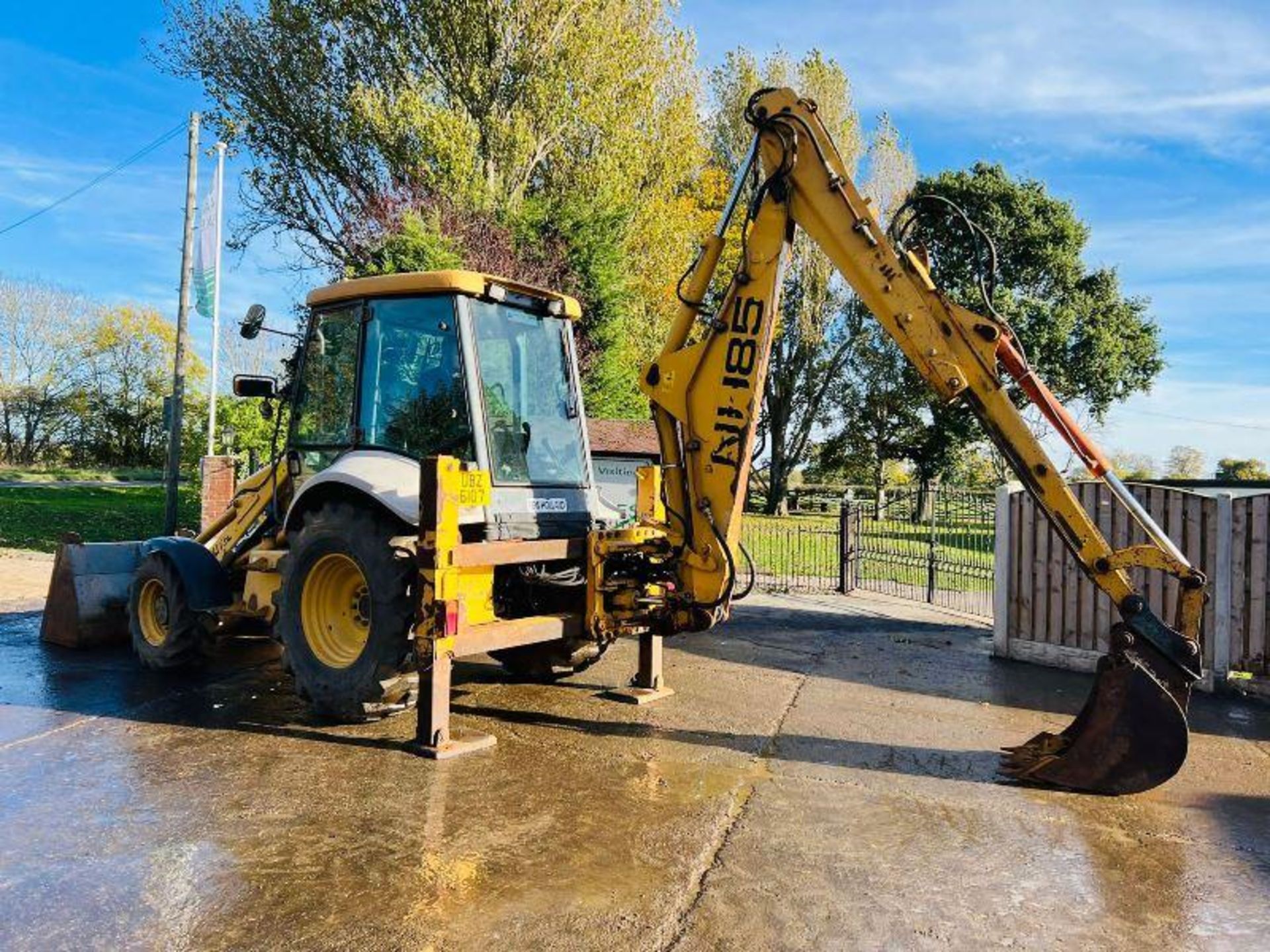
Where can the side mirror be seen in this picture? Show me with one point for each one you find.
(252, 323)
(254, 386)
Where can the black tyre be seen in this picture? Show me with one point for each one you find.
(550, 660)
(345, 614)
(165, 631)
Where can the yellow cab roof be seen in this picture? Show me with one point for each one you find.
(460, 282)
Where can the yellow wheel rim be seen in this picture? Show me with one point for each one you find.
(335, 611)
(153, 611)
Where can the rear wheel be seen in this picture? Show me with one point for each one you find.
(345, 612)
(165, 631)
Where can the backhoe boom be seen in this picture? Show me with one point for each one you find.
(706, 390)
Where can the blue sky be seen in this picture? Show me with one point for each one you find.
(1152, 117)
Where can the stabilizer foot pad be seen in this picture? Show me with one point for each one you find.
(461, 742)
(638, 696)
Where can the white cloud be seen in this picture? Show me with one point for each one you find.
(1086, 71)
(1222, 419)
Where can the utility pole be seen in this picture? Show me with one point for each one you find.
(178, 376)
(216, 299)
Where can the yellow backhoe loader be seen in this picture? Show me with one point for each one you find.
(433, 498)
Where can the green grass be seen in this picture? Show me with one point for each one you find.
(59, 474)
(37, 517)
(890, 550)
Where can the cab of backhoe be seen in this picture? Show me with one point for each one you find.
(402, 367)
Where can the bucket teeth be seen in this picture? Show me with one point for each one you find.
(1129, 736)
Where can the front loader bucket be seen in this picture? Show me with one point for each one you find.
(1129, 736)
(88, 596)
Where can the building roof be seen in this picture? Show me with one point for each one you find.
(622, 438)
(461, 282)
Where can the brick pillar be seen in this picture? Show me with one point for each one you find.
(219, 485)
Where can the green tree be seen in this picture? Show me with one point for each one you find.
(128, 353)
(376, 127)
(1184, 463)
(1132, 466)
(1090, 343)
(1241, 470)
(41, 364)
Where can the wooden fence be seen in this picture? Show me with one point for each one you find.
(1047, 611)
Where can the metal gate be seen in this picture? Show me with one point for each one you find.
(934, 546)
(794, 553)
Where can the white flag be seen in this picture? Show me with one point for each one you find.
(205, 255)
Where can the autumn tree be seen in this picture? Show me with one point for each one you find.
(567, 131)
(1090, 342)
(1132, 466)
(1241, 470)
(127, 357)
(1184, 463)
(821, 320)
(40, 364)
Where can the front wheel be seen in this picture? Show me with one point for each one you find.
(345, 612)
(165, 631)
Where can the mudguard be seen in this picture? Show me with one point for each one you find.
(207, 584)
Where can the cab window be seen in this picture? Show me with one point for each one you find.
(328, 379)
(413, 397)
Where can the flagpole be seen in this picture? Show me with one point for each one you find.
(216, 300)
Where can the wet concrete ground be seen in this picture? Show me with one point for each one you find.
(822, 778)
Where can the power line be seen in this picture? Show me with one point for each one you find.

- [Directions for this task] Once the line with "Where can the cab window" has been found in the records above, retype it and every line after it exactly, and include nothing else.

- [Solution]
Where can the cab window be seen in this picture? Show me with one point for each one you find.
(328, 379)
(413, 397)
Where can the flagpole be seen in this picture? Show me with one point for each one you find.
(216, 300)
Where can the wet concrete ground be seen in this picture? Show me with one point for each one you find.
(822, 778)
Where can the power line be seen in this picture? Show me with one point for each one you find.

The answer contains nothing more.